— start Quoted text —
Studio album by Rubén Blades & Pete Rodríguez and His Orchestra
- Released: 1970
- Recorded: 1970
- Studio: Bell Sound (New York City); Sound Factory (Hollywood);
- Genre: Salsa; Latin soul; bolero; guaguancó; guaracha;
- Length: 37:31
- Language: Spanish; English;
- Label: Alegre
- Producer: Miguel Estivill

Rubén Blades chronology
|  | De Panamá a New York (1970) | The Good, the Bad, the Ugly (1974) |

= De Panamá a New York (album) =

De Panamá a New York (From Panama to New York) is the debut studio album by Panamian singer-songwriter Rubén Blades and the eleventh for Pete Rodríguez and His Orchestra. Released in 1970 through Alegre Records, it contains notable songs such as Descarga Caliente, El Bravo and Juan Gonzáles, which, despite not having the expected success, were the basis for songs like Pedro Navaja, Plástico and Siembra, among others.

This album was recorded during the trip that Blades and his family made in New York. This album also meant the inspiration of the Panamanian to compose the song El Cazanguero included in the album The Good, the Bad, the Ugly.
— end Quoted text —
— start Entries shown —
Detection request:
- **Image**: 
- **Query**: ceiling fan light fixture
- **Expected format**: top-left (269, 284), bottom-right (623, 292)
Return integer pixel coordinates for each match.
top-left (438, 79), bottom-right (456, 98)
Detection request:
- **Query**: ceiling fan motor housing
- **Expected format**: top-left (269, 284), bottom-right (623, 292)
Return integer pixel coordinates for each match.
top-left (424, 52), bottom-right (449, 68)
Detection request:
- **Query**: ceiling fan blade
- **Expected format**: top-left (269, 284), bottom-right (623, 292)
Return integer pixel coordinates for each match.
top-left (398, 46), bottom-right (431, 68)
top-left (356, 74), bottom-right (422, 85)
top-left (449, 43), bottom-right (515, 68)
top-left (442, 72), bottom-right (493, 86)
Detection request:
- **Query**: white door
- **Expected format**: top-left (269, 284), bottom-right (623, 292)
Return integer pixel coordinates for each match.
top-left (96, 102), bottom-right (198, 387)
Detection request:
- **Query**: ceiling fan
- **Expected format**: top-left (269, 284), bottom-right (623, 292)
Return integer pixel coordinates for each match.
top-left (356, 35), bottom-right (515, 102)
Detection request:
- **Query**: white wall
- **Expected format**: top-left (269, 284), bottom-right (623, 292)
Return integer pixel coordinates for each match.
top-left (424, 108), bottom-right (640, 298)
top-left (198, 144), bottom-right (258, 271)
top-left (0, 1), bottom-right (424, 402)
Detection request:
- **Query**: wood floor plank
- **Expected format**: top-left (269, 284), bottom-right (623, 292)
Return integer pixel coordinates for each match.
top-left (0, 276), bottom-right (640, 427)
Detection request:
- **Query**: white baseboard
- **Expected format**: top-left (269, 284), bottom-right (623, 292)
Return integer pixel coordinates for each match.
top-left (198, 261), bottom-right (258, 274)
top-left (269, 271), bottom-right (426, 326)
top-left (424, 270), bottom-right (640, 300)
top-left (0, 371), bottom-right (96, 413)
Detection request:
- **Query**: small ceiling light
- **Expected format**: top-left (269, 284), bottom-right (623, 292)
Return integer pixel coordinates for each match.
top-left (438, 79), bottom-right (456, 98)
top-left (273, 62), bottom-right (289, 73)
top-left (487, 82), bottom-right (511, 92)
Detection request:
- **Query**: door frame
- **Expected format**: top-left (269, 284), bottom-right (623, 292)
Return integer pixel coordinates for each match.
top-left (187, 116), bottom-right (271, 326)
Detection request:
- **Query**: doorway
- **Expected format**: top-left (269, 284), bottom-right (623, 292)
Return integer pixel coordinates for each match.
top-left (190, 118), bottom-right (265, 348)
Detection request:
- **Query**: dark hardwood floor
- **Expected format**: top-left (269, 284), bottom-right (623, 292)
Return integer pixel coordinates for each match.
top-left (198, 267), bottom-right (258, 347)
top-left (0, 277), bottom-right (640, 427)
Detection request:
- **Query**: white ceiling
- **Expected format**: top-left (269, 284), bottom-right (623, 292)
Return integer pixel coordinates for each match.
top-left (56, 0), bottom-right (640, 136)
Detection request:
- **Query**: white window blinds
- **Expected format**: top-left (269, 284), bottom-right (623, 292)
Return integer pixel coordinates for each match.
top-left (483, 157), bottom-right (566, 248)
— end Entries shown —
- The tasks
• A. According to the album article, who produced the album?
• B. Please copy the part of the album article that opens with the words containing "This album was" and closes with "Bad, the Ugly.".

- The answers
• A. Miguel Estivill

• B.
This album was recorded during the trip that Blades and his family made in New York. This album also meant the inspiration of the Panamanian to compose the song El Cazanguero included in the album The Good, the Bad, the Ugly.